(Point-based annotation records)
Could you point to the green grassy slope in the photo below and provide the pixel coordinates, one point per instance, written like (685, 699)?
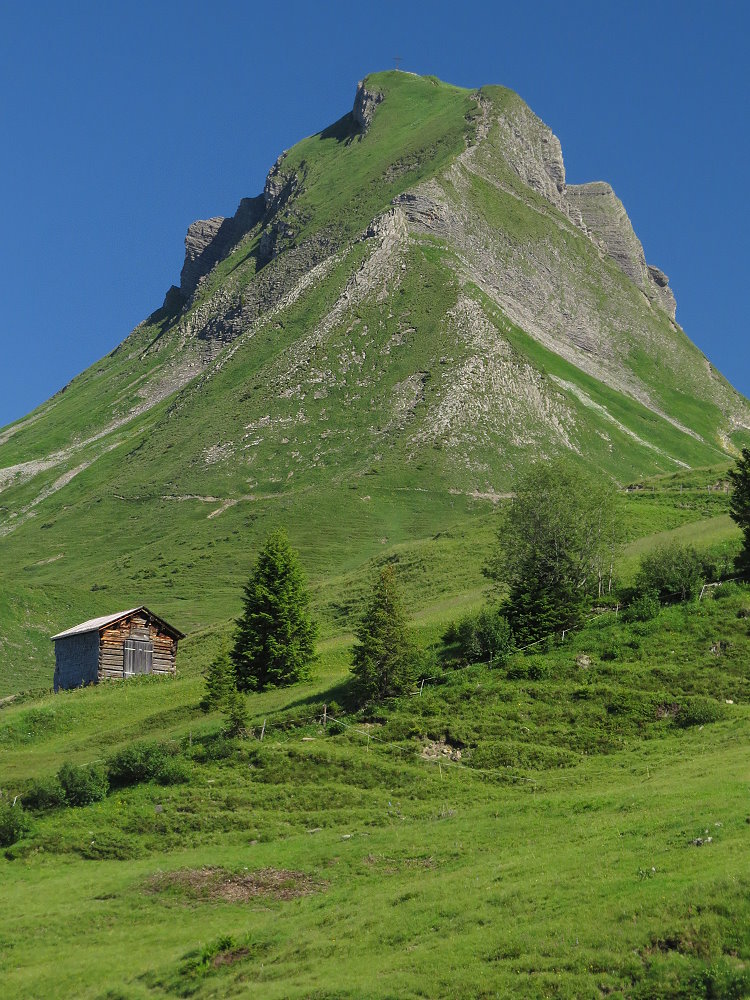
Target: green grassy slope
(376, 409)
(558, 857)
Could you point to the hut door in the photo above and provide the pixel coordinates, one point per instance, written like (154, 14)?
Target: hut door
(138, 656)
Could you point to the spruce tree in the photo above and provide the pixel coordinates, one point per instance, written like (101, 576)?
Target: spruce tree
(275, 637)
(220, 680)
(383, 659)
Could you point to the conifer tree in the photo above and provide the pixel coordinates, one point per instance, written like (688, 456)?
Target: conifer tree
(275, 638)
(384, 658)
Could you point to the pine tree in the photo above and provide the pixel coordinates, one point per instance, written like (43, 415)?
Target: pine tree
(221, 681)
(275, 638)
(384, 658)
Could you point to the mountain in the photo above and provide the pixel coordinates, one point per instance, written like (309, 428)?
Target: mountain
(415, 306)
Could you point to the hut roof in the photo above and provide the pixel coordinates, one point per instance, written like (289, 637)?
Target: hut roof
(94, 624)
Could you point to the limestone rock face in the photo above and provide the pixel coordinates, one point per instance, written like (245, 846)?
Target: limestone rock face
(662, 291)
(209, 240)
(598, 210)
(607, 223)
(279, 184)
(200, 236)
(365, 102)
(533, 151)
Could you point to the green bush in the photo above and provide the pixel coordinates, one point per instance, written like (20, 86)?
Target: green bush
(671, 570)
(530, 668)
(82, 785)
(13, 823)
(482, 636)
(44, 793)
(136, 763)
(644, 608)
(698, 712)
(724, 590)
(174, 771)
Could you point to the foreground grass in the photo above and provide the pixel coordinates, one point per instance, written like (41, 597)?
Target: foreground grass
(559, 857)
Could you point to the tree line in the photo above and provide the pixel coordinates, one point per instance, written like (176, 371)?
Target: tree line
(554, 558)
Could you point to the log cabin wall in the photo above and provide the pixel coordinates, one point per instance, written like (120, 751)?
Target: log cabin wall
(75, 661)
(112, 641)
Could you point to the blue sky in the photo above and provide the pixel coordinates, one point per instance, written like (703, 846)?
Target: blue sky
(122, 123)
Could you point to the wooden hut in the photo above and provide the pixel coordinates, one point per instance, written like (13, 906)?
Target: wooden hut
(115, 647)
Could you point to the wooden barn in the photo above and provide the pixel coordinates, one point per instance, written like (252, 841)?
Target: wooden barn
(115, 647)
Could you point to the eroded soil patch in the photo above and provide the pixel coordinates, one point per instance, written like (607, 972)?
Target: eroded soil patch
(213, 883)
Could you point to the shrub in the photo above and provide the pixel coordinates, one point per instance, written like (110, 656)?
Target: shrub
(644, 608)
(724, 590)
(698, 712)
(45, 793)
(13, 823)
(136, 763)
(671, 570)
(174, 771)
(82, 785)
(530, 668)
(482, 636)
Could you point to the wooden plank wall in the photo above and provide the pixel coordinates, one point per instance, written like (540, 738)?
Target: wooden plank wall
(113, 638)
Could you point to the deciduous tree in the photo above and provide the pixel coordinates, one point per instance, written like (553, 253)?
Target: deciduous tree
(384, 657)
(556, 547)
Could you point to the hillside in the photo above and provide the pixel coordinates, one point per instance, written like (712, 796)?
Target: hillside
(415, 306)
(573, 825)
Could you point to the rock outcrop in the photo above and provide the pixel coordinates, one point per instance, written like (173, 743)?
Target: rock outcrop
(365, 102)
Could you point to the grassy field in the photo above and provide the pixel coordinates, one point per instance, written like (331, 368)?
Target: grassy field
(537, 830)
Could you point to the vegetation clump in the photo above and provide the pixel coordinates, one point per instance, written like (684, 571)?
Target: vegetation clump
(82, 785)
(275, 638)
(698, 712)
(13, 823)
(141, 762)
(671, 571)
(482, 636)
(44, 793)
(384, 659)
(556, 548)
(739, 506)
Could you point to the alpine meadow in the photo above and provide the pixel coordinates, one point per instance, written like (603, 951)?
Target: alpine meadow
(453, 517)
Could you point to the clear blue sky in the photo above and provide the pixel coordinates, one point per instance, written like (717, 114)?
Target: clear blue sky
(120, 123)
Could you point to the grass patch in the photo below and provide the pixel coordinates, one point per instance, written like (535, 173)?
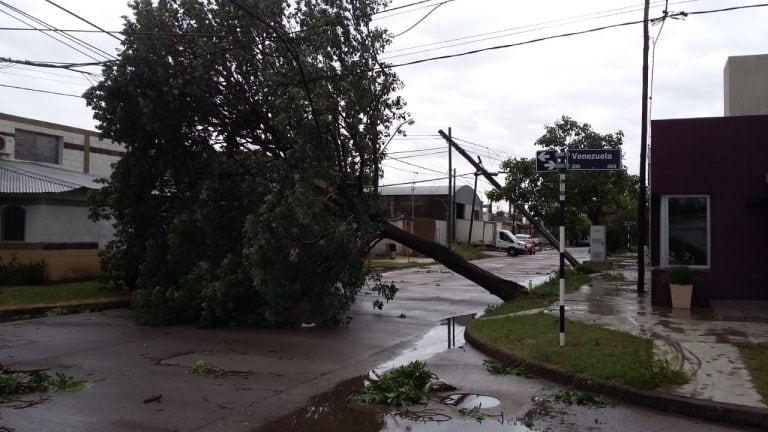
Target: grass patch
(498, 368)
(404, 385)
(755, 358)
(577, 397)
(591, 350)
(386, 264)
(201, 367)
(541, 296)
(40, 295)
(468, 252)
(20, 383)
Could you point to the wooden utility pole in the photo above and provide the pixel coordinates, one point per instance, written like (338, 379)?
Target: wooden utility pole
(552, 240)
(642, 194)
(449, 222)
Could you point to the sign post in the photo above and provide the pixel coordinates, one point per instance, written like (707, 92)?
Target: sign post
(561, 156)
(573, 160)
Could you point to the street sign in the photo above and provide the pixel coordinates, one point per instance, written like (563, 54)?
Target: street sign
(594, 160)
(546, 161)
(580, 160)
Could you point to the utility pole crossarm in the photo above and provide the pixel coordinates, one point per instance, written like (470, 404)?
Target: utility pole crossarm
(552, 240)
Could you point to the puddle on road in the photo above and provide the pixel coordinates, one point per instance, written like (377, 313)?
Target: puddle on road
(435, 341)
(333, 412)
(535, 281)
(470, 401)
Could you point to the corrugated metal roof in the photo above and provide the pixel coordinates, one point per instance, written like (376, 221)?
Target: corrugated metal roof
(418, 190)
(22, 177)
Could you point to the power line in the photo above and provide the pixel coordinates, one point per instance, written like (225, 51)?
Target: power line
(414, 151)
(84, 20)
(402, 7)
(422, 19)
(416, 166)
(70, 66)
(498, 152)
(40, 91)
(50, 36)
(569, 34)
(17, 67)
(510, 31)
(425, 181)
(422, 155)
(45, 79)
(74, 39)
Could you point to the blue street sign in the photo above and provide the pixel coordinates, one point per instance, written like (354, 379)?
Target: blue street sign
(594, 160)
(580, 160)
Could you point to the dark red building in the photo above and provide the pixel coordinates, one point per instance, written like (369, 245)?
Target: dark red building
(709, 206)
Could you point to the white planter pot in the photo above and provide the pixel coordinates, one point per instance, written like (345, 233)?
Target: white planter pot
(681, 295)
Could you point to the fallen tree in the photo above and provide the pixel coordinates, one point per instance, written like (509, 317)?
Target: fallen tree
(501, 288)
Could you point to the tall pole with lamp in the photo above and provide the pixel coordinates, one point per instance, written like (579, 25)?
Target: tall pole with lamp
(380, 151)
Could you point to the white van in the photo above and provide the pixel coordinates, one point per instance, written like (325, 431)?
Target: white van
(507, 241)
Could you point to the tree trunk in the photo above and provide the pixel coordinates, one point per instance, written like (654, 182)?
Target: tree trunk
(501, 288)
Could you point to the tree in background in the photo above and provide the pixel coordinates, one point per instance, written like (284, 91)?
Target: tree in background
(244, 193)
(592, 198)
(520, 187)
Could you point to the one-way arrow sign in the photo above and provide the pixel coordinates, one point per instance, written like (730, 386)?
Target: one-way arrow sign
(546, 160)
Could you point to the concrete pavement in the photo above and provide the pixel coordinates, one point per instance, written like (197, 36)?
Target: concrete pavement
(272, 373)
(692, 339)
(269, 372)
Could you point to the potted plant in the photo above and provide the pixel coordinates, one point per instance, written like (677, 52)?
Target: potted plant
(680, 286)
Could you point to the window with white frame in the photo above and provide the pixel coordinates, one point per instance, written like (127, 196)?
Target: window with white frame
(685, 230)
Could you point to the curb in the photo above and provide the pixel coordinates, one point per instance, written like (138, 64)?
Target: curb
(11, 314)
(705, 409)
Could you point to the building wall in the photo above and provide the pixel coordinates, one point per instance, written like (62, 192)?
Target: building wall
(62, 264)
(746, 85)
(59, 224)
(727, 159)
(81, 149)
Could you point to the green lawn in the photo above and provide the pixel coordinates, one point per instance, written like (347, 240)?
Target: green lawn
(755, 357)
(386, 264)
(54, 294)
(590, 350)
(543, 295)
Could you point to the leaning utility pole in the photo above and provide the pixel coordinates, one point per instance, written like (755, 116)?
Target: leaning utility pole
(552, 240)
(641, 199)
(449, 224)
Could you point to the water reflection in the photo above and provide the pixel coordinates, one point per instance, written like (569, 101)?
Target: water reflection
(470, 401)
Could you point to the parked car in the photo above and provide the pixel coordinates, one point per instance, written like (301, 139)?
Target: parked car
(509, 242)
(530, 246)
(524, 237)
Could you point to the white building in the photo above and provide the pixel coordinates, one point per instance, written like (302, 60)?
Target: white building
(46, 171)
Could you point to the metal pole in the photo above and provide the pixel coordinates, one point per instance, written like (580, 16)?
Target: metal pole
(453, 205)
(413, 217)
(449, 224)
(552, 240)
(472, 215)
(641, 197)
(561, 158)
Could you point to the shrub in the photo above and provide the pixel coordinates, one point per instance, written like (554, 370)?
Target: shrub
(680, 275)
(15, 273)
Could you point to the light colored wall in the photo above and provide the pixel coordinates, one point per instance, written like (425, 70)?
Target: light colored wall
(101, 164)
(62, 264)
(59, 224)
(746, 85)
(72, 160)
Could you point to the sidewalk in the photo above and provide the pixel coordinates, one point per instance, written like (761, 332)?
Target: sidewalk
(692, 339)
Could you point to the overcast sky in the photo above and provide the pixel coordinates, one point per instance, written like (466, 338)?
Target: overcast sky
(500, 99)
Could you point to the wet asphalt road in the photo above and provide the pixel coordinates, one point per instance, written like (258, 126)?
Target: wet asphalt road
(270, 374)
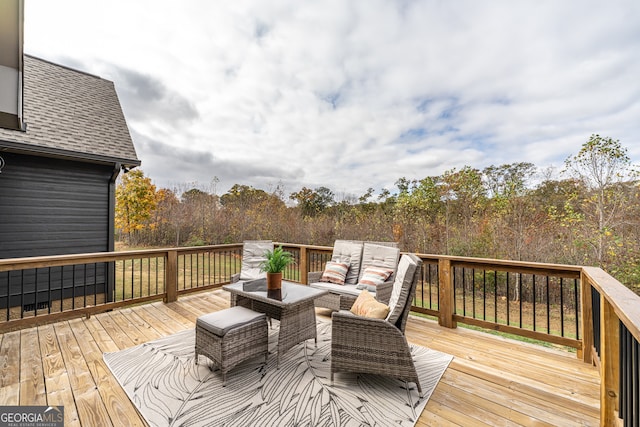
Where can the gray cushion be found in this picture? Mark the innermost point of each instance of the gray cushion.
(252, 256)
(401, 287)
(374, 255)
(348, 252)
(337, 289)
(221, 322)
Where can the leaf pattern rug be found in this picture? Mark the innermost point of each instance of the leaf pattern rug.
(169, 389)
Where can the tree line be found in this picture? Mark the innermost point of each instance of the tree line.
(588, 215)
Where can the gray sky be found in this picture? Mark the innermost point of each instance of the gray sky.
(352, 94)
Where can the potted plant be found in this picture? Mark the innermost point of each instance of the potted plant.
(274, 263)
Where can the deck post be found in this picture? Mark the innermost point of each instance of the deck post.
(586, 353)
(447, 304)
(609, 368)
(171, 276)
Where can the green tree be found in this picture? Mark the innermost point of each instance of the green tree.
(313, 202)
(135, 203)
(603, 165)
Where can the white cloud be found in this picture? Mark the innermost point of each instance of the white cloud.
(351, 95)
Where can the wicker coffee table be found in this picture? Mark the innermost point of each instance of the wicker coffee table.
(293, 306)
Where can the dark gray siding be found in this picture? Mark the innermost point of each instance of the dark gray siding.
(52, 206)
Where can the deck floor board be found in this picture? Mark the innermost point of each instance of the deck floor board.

### EXERCISE AIM
Copy out the lines of the records above, starting with the line that contains "Where can the potted" and running through the end of the records, with both ends included.

### COMPLETE RESPONSE
Where can the potted plant be found in this picture? Mark the innermost point of each instance of the potted plant.
(274, 263)
Where can the deck post be found in this picture? Mark the innermost point of each instance of the deck post.
(586, 353)
(447, 304)
(609, 368)
(171, 276)
Where can the green tree be found in this picture? Mark the innermost point of each instance of the green tree.
(313, 202)
(135, 203)
(603, 165)
Where can the white cloud be found in this picture? Mark the innermost point of each instance of the white cloud.
(351, 95)
Where can the wicker coffee table be found in this picture? Mark the innermost point of each instance of the wicker coffee table.
(293, 306)
Where can the dark gray siding be found in this picture? Mark the innermost point of each instance of the dark gray siding.
(52, 206)
Where can the deck floor board be found in this picture? Mark the innermost point of each instance of the deck floor board.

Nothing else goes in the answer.